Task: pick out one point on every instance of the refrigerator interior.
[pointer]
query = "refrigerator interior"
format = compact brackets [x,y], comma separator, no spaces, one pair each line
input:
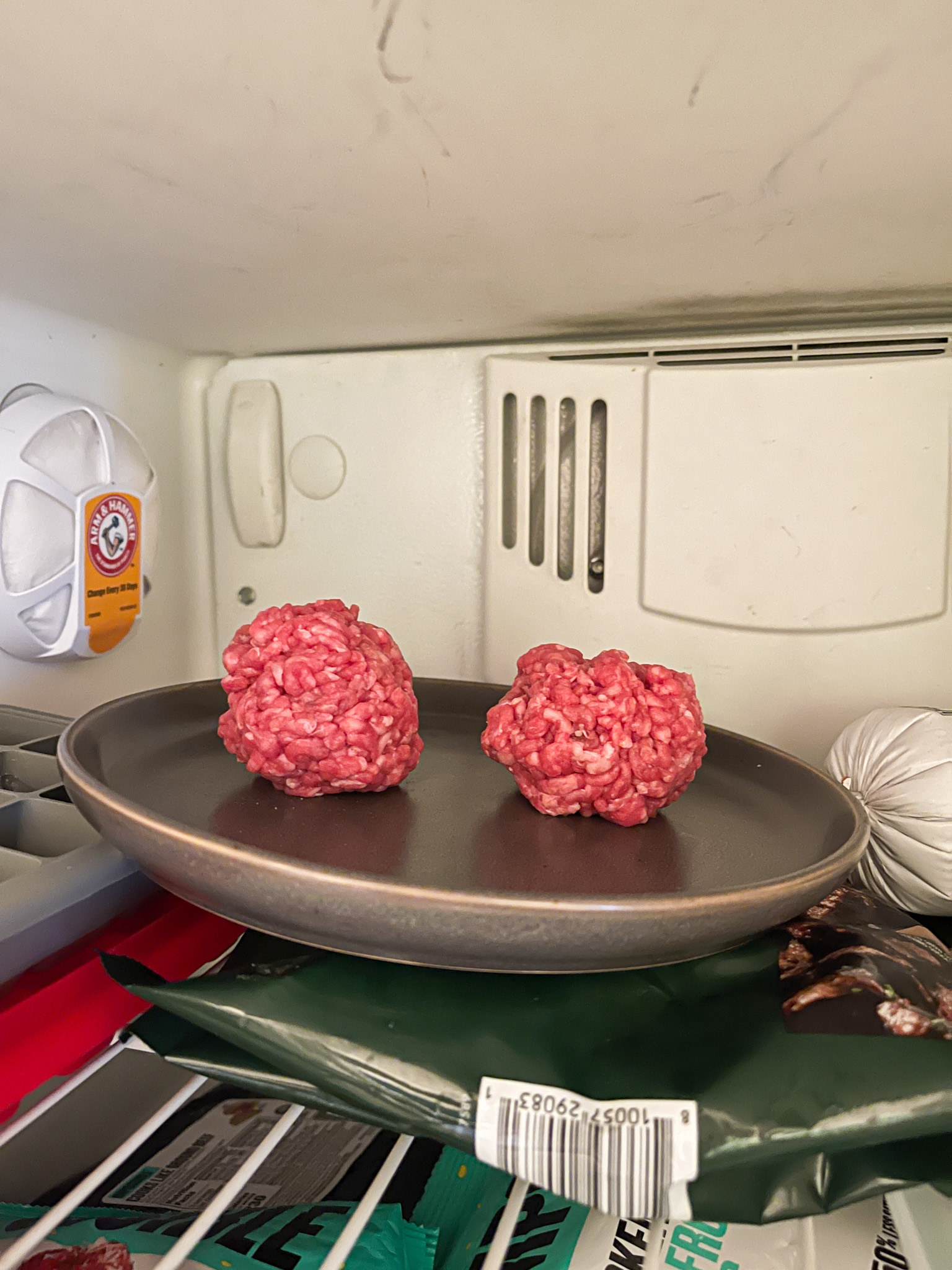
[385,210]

....

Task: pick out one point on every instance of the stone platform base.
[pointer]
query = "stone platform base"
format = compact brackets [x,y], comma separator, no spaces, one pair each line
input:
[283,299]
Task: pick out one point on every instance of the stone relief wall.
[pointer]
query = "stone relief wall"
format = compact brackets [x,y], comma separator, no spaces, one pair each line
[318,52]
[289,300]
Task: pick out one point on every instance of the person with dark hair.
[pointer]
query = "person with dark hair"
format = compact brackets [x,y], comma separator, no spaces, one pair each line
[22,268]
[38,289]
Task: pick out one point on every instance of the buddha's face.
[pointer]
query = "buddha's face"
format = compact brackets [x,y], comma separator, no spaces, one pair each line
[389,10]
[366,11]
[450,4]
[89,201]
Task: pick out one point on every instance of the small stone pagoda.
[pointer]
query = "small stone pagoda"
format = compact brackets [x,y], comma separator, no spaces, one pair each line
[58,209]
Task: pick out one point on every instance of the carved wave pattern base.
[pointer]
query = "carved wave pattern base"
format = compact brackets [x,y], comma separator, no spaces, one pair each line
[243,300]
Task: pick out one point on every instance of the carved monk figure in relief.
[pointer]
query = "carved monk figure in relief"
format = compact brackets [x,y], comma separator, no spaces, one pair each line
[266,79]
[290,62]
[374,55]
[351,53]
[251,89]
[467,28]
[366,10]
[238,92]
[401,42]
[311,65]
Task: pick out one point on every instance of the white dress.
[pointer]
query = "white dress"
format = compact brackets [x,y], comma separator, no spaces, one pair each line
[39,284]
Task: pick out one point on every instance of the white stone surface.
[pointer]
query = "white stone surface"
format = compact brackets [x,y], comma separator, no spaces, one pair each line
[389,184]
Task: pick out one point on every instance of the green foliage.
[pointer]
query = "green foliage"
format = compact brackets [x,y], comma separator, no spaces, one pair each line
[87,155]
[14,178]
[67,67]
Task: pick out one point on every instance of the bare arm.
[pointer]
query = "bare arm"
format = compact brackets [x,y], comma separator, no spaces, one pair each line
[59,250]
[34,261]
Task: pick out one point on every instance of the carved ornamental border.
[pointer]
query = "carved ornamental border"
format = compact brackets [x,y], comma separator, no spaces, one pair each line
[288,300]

....

• What you need to do:
Identify every line in the data above that contains the string "figure", and copy each of those lines in full.

• Solution:
Task: pick out one point on every instance of the carved monk figure in relief.
query = "carved monk figure in relief"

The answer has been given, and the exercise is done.